Activity list:
(a) In the excerpt on strabismus and the Vieth-Muller circle, what type of diplopia do patients with an exotropia have?
(b) List every type of strabismus and every type of diplopia that the excerpt on strabismus and the Vieth-Muller circle names.

Page excerpt:
┌────────

Demonstrating crossed (a) and uncrossed (b) diplopia using the cyclopean eye.

The principle of the cyclopean eye can be applied to patients with strabismus (a turned eye). Patients with strabismus are usually classified according to the direction of the eye turn. Two common types of strabismus are patients with an esotropia, their eye(s) turned in, and patients with exotropia, their eye(s) turned out. Patients with an exotropia will have crossed diplopia, whereas patients with an esotropia will have uncrossed diplopia (Fig. 7).

Figure 7

(a) Uncrossed diplopia with an esotropia. (b) Crossed diplopia with an exotropia.

The Vieth-Muller Circle

The Vieth-Muller circle is a theoretical horopter. All points on this circle should stimulate corresponding points on the retina and lead to single vision, provided that the fixation point lies on the center of the circle and the eyes rotate about its nodal point (instead of their center of rotation). The Vieth-Muller circle assumes there is angular symmetry of the corresponding points (Fig. 8).

Figure 8

Vieth-Muller circle. The circle represents the theoretical locus of points in space that stimulates corresponding retinal points.

└────────

Provided records:
┌────────

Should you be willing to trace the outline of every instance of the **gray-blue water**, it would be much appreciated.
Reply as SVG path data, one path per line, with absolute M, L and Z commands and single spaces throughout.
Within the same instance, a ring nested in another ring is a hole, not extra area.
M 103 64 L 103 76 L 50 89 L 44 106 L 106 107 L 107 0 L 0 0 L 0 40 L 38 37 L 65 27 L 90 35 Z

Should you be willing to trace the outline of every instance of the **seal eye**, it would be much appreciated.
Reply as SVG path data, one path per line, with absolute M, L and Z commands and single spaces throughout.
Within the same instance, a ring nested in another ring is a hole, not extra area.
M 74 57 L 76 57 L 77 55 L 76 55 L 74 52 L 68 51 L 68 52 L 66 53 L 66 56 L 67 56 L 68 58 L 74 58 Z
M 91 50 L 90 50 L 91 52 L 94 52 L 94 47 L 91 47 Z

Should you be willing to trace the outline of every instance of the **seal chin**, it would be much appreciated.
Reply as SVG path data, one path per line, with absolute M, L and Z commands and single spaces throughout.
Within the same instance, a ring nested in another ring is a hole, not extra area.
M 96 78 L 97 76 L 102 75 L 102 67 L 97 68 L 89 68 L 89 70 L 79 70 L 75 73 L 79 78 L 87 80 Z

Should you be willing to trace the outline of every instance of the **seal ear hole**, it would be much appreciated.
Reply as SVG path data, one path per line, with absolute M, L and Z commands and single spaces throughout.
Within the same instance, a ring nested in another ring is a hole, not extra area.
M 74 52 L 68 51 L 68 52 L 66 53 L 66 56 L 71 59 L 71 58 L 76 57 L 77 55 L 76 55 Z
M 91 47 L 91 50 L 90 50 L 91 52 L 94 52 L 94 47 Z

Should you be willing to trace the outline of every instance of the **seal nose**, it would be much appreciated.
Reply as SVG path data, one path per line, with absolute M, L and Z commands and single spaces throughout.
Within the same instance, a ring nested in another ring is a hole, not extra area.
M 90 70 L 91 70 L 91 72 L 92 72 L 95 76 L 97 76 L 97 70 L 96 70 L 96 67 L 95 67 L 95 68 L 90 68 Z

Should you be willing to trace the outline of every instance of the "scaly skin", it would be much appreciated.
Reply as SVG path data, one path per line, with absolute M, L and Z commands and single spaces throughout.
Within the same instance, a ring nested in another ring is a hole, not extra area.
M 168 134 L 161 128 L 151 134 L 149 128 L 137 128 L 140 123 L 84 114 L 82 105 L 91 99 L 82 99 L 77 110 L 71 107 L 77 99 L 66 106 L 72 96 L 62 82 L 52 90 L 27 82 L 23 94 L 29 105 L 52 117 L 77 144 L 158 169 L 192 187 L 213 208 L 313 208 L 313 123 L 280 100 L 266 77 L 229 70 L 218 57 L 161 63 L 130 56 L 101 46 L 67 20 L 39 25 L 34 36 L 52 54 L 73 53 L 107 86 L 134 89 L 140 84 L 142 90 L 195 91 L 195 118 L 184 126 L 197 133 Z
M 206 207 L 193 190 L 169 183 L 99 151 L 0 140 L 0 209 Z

└────────

Results in order:
(a) Crossed diplopia.

(b)
Types of strabismus:
- esotropia (eye(s) turned in)
- exotropia (eye(s) turned out)

Types of diplopia:
- crossed diplopia
- uncrossed diplopia